◆ Exercise brief ◆
Write out the lines below word for word, everything from the line containing "Note to the class: find the green rose" down to the line containing "pixel 177 223", with both of those lines included.
· · · · · · ·
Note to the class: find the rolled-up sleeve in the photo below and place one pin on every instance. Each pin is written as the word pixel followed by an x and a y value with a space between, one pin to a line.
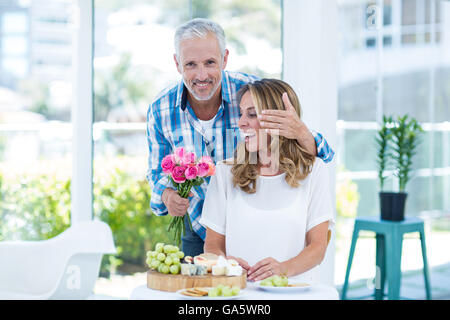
pixel 158 147
pixel 324 150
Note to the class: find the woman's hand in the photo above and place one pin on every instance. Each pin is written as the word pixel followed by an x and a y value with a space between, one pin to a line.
pixel 244 264
pixel 265 268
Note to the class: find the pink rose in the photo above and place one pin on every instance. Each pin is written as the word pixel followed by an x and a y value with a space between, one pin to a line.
pixel 179 153
pixel 203 169
pixel 191 172
pixel 188 158
pixel 212 169
pixel 168 163
pixel 178 174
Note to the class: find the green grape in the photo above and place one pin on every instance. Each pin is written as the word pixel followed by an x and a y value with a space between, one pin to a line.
pixel 167 248
pixel 161 256
pixel 165 269
pixel 213 292
pixel 226 291
pixel 175 259
pixel 155 264
pixel 174 269
pixel 168 261
pixel 235 290
pixel 159 247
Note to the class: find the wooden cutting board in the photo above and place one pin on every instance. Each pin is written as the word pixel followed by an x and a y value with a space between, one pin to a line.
pixel 175 282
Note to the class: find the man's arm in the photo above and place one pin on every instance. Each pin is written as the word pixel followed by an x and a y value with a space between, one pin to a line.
pixel 158 147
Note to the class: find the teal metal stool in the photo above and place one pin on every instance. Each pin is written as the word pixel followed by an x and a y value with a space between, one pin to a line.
pixel 389 240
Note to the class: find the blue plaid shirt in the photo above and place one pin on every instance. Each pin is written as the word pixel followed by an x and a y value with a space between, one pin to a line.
pixel 172 123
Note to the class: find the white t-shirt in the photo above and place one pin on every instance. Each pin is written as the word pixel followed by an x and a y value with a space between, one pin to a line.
pixel 273 221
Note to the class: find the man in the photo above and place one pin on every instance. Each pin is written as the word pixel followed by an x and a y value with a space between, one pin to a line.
pixel 201 113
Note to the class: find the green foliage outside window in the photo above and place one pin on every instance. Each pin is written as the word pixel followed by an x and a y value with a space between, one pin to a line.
pixel 37 207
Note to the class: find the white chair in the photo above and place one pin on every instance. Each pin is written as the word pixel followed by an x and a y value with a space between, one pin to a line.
pixel 64 267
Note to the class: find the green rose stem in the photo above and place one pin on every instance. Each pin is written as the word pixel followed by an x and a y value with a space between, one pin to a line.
pixel 177 223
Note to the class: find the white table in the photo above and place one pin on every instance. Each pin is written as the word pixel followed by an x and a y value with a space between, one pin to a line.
pixel 252 292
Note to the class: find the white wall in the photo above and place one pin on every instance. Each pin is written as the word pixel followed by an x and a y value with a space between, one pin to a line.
pixel 310 66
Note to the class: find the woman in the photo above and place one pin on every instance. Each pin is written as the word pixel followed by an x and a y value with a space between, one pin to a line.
pixel 269 207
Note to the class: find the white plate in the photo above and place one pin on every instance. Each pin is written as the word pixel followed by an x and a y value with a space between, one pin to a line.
pixel 239 296
pixel 285 289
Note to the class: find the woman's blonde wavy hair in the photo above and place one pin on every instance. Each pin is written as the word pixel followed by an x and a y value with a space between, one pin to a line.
pixel 294 160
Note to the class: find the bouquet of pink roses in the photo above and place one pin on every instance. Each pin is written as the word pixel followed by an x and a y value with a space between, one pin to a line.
pixel 184 172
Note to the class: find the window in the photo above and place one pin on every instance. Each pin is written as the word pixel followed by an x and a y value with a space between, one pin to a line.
pixel 378 81
pixel 35 124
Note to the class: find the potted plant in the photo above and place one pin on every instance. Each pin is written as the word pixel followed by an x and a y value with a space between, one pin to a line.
pixel 397 140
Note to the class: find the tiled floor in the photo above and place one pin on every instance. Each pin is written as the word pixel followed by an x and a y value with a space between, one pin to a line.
pixel 412 285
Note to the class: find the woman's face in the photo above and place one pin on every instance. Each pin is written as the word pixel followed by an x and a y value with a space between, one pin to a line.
pixel 249 123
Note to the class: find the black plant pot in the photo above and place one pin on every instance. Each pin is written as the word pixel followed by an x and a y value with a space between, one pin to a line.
pixel 392 205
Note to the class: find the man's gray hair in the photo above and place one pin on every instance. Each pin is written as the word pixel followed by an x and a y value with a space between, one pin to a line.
pixel 199 28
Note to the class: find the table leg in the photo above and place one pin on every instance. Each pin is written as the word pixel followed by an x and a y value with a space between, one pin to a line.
pixel 394 241
pixel 425 263
pixel 350 260
pixel 380 276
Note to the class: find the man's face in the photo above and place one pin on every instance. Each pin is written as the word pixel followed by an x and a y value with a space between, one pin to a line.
pixel 201 65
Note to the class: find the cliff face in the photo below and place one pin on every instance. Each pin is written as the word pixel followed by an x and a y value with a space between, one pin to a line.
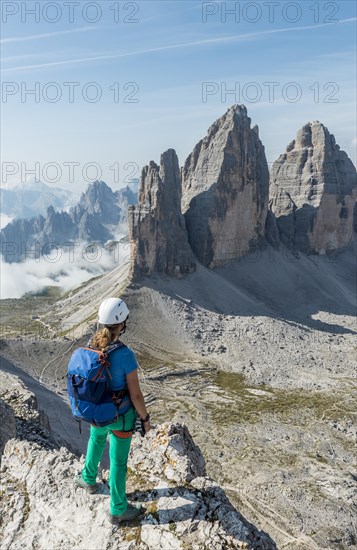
pixel 157 230
pixel 313 189
pixel 225 190
pixel 41 508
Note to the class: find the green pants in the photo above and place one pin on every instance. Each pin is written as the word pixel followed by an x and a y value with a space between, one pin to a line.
pixel 118 456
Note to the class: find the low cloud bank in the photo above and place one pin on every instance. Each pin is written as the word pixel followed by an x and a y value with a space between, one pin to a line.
pixel 66 268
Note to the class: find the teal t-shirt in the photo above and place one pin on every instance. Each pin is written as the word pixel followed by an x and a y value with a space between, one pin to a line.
pixel 122 362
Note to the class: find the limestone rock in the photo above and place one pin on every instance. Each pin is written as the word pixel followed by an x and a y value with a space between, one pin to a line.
pixel 168 451
pixel 157 230
pixel 225 190
pixel 8 425
pixel 41 507
pixel 313 189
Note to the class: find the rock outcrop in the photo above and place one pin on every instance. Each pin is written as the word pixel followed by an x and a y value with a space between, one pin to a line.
pixel 225 184
pixel 157 230
pixel 313 189
pixel 41 508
· · · · · · ·
◆ Correct output ◆
Note to the class: find the green rose stem in the photo above and place one pin on every instance. Each pin is written as the word pixel followed by an x and a y value with a space between, one pin to a line.
pixel 177 223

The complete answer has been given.